Right but it needs to have its own section of the percpu space from which 
it allocates the percpu segments for the modules. So it effectively 

Well V2 virtually mapped the cpu alloc area which allowed extending it 
arbitrarily. But that made things very complicated.

The number of per cpu resources needed is mostly fixed. The number of 
zones, nodes, slab caches, network interfaces etc etc does not change much 
during typical operations.
 
--

From: KAMEZAWA Hiroyuki
Date: Thursday, May 29, 2008 - 11:51 pm

On Thu, 29 May 2008 23:16:11 -0700 (PDT)

Could you add a text to explain "This interface is for wise use of
pre-allocated limited area (see Documentation/xxxx). please use this only
when you need very fast access to per-cpu object and you can estimate the amount
which you finally need. If unsure, please use generic allocator."

for the moment ?

At first look, I thought of using this in memory-resource-controller but it seems
I shouldn't do so because thousands of cgroup can be used in theory...

Thanks,
-Kame


--

From: Mike Travis
Date: Friday, May 30, 2008 - 7:38 am

Is there any reason why the per_cpu area couldn't be made extensible?  Maybe
a simple linked list of available areas?  (And use a config variable and/or
boot param for initial size and increment size?)  [Ignoring the problem of
reclaiming the space...]
--

From: Christoph Lameter
Date: Friday, May 30, 2008 - 10:50 am

cpu alloc v2 had an extendable per cpu space. You have the patches. We 
could put this on top of this patchset if necessary. But then it not so 
nice and simple anymore. Maybe we can rstrict the use of cpu alloc 
instead to users with objects < cache_line_size() or so?

--

From: Matthew Wilcox
Date: Friday, May 30, 2008 - 11:00 am

Restricting the use of cpu_alloc based on size of object is no good when
you're trying to allocate 45,000 objects.  Extending the per CPU space
is the only option.

> _SUPPLIED MATERIAL_
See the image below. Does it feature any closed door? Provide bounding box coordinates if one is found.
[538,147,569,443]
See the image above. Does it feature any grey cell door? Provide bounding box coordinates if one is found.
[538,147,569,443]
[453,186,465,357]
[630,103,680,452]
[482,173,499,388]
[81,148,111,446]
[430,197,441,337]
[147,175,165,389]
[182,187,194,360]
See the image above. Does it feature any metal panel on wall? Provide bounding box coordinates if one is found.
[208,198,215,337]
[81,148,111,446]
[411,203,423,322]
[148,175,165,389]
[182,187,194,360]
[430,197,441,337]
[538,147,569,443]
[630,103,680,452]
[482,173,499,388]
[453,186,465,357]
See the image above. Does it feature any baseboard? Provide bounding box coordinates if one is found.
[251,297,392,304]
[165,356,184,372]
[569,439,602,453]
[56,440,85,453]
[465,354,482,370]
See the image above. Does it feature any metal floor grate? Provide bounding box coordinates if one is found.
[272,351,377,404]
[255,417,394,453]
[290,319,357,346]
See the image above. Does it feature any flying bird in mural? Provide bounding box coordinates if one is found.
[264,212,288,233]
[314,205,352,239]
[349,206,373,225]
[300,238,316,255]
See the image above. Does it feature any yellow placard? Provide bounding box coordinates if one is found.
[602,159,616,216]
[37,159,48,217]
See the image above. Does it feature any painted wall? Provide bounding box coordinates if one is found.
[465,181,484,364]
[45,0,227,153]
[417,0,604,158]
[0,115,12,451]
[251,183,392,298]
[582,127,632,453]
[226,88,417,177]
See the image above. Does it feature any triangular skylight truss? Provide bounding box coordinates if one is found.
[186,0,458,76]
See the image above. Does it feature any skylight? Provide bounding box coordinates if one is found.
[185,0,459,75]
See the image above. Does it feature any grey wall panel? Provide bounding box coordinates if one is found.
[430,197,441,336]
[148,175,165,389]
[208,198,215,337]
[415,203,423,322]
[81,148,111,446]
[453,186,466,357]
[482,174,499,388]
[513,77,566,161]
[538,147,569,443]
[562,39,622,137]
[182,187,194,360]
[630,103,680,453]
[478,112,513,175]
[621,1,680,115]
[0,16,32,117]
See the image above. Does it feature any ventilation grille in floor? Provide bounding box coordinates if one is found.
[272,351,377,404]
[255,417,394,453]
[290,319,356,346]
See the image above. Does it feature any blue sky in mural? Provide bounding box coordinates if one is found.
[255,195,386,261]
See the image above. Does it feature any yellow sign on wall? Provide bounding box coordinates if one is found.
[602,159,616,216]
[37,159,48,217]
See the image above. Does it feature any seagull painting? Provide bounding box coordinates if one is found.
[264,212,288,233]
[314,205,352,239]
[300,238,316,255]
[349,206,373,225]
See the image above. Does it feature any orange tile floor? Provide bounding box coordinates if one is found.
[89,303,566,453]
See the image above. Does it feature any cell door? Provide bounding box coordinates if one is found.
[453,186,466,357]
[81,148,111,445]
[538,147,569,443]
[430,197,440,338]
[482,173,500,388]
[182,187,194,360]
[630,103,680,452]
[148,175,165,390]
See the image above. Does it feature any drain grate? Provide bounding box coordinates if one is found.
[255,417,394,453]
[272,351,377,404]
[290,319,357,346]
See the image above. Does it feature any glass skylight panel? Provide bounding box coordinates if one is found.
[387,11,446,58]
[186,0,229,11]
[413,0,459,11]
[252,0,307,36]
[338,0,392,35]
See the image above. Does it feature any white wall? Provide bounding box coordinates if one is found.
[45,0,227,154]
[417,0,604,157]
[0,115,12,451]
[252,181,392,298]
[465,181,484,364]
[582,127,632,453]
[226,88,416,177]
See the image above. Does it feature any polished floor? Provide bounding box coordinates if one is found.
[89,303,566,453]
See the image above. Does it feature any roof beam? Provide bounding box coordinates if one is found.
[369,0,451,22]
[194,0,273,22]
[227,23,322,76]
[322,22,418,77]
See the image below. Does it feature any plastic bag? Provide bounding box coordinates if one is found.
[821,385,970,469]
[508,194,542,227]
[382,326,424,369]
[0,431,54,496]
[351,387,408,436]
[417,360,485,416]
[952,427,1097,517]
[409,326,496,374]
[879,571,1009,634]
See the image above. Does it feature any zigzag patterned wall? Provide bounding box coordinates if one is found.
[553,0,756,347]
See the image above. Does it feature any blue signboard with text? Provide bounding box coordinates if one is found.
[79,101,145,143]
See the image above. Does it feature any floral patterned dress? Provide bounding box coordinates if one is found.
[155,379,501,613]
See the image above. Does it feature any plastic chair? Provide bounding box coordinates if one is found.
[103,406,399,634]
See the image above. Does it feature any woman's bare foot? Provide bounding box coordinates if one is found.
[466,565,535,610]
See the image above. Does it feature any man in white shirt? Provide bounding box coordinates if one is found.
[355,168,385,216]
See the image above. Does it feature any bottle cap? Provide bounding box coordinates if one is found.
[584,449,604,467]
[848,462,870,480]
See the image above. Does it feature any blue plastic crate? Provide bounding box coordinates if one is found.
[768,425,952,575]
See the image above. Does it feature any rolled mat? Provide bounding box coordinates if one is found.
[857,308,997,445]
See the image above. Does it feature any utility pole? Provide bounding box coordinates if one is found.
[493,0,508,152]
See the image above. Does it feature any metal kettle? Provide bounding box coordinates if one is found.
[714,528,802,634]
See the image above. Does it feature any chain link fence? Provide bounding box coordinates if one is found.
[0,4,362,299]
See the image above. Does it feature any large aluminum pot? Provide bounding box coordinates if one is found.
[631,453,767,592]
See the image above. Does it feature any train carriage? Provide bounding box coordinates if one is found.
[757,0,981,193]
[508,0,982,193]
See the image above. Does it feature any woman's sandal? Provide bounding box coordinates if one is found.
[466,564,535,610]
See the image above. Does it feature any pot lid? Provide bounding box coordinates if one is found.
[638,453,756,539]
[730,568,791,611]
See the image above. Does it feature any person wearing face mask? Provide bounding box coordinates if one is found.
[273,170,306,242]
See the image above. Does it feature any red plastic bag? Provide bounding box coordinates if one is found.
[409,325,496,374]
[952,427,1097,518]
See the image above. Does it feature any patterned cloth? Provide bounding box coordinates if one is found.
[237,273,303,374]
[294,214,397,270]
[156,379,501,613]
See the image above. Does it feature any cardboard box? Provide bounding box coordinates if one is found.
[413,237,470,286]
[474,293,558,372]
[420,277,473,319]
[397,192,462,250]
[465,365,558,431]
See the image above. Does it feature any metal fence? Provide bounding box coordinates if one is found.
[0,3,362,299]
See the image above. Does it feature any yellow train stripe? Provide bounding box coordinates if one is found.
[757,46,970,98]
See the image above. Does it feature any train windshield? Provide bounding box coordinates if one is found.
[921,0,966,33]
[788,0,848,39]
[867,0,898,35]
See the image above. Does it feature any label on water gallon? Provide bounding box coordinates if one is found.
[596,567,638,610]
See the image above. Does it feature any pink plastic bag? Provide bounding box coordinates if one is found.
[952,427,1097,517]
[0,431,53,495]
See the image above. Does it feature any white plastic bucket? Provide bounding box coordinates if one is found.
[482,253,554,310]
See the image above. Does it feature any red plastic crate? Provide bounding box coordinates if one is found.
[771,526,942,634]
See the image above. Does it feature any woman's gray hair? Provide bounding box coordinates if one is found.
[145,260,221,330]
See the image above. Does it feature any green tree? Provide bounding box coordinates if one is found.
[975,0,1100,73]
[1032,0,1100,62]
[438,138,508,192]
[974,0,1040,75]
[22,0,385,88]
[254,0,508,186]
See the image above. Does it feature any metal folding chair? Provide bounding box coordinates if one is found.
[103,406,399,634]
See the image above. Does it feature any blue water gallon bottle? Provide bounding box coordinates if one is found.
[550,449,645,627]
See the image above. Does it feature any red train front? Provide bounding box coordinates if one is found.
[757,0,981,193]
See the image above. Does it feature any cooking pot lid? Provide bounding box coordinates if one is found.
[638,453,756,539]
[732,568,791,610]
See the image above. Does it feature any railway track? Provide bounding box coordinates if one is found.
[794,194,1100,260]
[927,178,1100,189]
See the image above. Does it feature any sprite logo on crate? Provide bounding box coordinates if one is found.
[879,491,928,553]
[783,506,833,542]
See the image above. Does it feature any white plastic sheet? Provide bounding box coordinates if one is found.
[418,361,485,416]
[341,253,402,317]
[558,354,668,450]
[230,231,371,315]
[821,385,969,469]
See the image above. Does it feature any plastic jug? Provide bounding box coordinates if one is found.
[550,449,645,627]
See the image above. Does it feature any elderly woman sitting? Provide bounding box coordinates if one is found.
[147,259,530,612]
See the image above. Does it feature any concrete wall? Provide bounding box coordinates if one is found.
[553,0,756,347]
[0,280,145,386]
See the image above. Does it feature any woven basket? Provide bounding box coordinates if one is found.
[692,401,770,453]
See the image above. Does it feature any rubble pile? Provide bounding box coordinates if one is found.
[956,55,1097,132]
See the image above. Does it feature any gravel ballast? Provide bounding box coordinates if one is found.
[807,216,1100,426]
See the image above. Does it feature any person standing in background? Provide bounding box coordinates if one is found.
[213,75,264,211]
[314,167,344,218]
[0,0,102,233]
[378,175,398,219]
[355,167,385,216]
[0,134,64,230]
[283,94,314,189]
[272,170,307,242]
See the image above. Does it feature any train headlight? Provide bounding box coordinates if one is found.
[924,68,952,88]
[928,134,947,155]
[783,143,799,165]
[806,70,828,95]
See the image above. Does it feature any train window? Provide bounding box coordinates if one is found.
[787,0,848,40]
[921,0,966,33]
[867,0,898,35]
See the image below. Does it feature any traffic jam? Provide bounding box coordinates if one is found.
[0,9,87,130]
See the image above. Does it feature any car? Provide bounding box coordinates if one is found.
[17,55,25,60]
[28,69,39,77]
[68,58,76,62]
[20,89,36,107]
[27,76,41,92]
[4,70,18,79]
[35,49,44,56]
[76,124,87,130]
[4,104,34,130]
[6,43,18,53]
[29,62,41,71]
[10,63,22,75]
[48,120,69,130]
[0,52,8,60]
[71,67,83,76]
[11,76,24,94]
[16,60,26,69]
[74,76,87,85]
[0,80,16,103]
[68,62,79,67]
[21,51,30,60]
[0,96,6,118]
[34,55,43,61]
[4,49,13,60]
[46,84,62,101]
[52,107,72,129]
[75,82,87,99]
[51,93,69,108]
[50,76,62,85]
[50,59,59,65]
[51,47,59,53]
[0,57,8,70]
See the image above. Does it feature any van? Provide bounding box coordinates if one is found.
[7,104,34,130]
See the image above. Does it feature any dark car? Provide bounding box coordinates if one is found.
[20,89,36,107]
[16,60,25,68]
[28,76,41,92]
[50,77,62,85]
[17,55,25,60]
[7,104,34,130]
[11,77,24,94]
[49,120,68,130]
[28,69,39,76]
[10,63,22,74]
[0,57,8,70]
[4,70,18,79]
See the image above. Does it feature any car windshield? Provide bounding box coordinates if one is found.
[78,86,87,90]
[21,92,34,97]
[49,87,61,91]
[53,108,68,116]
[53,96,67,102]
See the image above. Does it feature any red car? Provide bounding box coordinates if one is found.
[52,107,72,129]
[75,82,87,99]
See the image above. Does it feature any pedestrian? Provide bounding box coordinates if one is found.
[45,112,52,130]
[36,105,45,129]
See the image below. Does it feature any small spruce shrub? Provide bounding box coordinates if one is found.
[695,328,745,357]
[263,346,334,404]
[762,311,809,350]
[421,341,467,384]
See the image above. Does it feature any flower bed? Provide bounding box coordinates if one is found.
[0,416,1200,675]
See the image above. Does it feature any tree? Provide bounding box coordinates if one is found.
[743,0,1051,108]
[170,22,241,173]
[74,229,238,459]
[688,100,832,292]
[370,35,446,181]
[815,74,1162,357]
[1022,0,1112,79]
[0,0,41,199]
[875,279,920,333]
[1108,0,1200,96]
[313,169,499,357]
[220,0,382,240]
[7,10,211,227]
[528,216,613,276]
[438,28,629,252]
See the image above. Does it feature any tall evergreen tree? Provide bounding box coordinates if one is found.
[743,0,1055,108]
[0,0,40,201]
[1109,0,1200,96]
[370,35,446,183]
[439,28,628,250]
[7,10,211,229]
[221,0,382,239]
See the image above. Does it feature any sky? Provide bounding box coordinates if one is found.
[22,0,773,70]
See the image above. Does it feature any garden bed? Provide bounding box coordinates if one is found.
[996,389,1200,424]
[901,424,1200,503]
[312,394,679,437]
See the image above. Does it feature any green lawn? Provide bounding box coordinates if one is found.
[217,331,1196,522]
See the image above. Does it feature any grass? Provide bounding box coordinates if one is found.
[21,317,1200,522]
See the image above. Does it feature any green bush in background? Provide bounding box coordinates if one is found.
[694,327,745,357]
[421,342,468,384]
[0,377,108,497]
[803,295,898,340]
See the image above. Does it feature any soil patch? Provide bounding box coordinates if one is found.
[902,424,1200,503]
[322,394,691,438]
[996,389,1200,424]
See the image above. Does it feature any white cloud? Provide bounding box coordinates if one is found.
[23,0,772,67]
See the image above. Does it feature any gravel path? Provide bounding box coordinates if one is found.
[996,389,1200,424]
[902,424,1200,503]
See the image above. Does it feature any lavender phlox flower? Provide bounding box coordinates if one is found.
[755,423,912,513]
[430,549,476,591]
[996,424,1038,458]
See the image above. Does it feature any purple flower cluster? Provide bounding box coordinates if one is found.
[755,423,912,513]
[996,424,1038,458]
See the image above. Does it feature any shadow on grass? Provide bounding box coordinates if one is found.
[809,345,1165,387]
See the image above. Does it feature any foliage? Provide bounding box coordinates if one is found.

> _SET TASK_
In the mailing-list thread on the per-CPU allocator, what does Matthew Wilcox call the only option?

> _RESPONSE FOR THIS EXERCISE_
Extending the per CPU space.